(Directions) Reproduce the entries below in full, changing every occurrence of "biggest circle" to "largest circle" and leaving all other text unaltered.

Excerpt from a dataset:
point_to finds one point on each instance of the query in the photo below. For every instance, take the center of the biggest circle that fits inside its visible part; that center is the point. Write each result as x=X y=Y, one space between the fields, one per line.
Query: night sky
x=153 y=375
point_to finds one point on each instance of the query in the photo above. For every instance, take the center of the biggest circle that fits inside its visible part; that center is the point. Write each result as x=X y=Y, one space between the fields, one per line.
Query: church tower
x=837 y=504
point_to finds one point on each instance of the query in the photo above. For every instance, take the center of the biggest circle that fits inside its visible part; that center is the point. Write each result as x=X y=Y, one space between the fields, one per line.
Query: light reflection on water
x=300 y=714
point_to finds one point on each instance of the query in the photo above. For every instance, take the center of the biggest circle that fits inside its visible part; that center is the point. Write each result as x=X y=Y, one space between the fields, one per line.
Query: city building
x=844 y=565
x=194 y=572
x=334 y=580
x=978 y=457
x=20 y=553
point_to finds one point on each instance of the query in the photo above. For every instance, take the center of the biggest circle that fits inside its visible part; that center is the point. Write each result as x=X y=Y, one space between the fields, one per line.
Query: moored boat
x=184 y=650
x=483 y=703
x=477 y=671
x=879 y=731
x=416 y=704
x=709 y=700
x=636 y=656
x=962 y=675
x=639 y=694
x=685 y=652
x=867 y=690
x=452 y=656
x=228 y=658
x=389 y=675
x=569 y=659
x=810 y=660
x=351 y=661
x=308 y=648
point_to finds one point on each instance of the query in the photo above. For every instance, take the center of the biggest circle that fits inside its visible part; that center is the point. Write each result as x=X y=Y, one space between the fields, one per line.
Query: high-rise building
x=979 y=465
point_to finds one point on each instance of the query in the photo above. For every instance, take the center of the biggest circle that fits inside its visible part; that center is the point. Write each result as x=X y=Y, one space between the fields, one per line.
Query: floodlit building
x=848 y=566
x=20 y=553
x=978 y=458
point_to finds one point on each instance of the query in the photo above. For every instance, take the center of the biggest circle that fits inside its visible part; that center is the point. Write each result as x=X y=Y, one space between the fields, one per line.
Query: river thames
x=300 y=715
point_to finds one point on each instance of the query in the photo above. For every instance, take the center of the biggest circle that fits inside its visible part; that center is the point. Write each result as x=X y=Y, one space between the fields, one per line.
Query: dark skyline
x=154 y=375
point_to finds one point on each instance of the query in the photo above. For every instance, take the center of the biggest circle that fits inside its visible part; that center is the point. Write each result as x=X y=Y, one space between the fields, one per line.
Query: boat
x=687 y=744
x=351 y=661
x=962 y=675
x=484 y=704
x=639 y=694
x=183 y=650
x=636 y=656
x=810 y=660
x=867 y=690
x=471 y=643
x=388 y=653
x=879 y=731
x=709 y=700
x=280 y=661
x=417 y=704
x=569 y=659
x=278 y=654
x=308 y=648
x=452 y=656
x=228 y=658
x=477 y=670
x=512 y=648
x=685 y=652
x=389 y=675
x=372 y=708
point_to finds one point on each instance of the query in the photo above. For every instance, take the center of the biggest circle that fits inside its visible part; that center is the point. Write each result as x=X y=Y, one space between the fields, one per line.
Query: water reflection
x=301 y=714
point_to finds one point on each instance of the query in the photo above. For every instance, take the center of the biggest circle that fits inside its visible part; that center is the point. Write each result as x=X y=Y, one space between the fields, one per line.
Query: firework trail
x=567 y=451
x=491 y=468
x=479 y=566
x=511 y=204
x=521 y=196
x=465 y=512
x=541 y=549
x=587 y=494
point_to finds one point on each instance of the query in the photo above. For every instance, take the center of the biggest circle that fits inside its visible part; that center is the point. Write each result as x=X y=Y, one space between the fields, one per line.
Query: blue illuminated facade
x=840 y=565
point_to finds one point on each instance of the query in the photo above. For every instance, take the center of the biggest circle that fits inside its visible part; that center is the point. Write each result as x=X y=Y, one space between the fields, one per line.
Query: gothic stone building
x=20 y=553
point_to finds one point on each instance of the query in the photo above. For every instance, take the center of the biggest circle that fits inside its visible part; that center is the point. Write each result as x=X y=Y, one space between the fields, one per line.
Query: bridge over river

(Exercise response)
point_to finds one point on each instance of the query in the photo below. For every instance, take the center of the largest circle that fits inside its visible part; that center is the point. Write each result as x=X y=Y, one space between the fields, one per line.
Query: night sky
x=153 y=375
point_to finds one point on each instance of the query in the photo above. For every instance, take the center of the largest circle that fits inside its visible part; that center is the point. Write each result as x=X y=Y, one space between the fields, one per line.
Query: church tower
x=837 y=504
point_to finds one point on each instance of the query in the photo above. For every instance, take the center of the largest circle that fits inside its visible part; that center is the point. Write each result as x=X y=Y, one space between the fields, one per line.
Query: light reflection on water
x=300 y=714
point_to finds one point on each instance of the query in the photo above. For every instance, take the center of the largest circle that fits inside its visible part; that center is the point. Write each result as x=X y=Y, one space between the fields, one per line.
Query: city building
x=844 y=565
x=194 y=572
x=334 y=580
x=978 y=457
x=20 y=553
point_to finds one point on each instance of the query in the photo above. For every instance, take the center of the largest circle that fits inside its visible part; that center is the point. Write each result as x=X y=Y, one space between the fields, one per line.
Query: moored boat
x=184 y=650
x=483 y=703
x=477 y=671
x=879 y=731
x=416 y=704
x=709 y=700
x=636 y=656
x=962 y=675
x=639 y=694
x=685 y=652
x=867 y=690
x=452 y=656
x=228 y=658
x=389 y=675
x=569 y=659
x=810 y=660
x=351 y=661
x=308 y=648
point_to finds one point on each instance of the query in the photo above. For every instance, take the center of the largest circle that fits inside its visible part; that center is the point. Write each result as x=X y=Y, one space between the fields, one per line.
Query: high-rise building
x=979 y=465
point_to finds one point on each instance of the query in the photo above. For every instance, take the center of the largest circle that fits inside its visible part; that center is the point. Write each result as x=X y=Y, one space between the fields, one per line.
Query: floodlit building
x=848 y=566
x=20 y=553
x=978 y=458
point_to finds one point on each instance of the query in the photo above. For every instance, take the center of the largest circle that fits inside its visible part; that center is the point. Write each result as x=X y=Y, one space between the fields, one per line.
Query: river thames
x=300 y=715
point_to finds one point on each instance of the query in the photo above. For every instance, take the center of the largest circle that fits inside its visible part; that center is the point. Write each result as x=X y=Y, one space between the fields, one per line.
Query: dark skyline
x=154 y=375
point_to finds one point on each instance of the query in the photo above. For every instance, take the center of the largest circle that fits inside its visible part; that center is the point. Write each result as x=X y=Y, one space between the fields, one per line.
Query: boat
x=687 y=744
x=351 y=661
x=962 y=675
x=484 y=704
x=639 y=694
x=183 y=650
x=636 y=656
x=810 y=660
x=867 y=690
x=471 y=643
x=388 y=653
x=879 y=731
x=709 y=700
x=280 y=661
x=417 y=704
x=569 y=659
x=278 y=654
x=308 y=648
x=452 y=656
x=228 y=658
x=477 y=670
x=512 y=648
x=685 y=652
x=389 y=675
x=372 y=708
point_to finds one point on each instance of the query in the photo above. For every instance, take the center of the largest circle that fits inside its visible part; that center is the point. Write each result as x=X y=Y, one space between the fields, one per line.
Query: water reflection
x=301 y=714
point_to finds one point on each instance of the query in the photo above. For every instance, take the center of the largest circle that fits inside its visible part; that center is the point. Write each result as x=X y=Y, one space between the fields, one per line.
Query: firework trail
x=567 y=451
x=491 y=468
x=479 y=566
x=511 y=204
x=521 y=196
x=465 y=512
x=541 y=549
x=587 y=494
point_to finds one point on each instance of the query in the photo above. For every instance, take the center of the largest circle that fits inside its visible part; that center is the point. Write each result as x=X y=Y, one space between the fields, one per line.
Query: blue illuminated facade
x=840 y=565
point_to finds one point on each instance of the query in the photo above. For every instance, take the center of the largest circle that fits inside its visible part; that center is the point. Write each result as x=X y=Y, one space between the fields, one per line.
Query: gothic stone building
x=20 y=553
point_to finds one point on each instance of the query in the photo above. For every instance, take the center of the largest circle that fits inside its visible part; that center is the point. Write each result as x=X y=Y, one space between the fields, one per line.
Query: bridge over river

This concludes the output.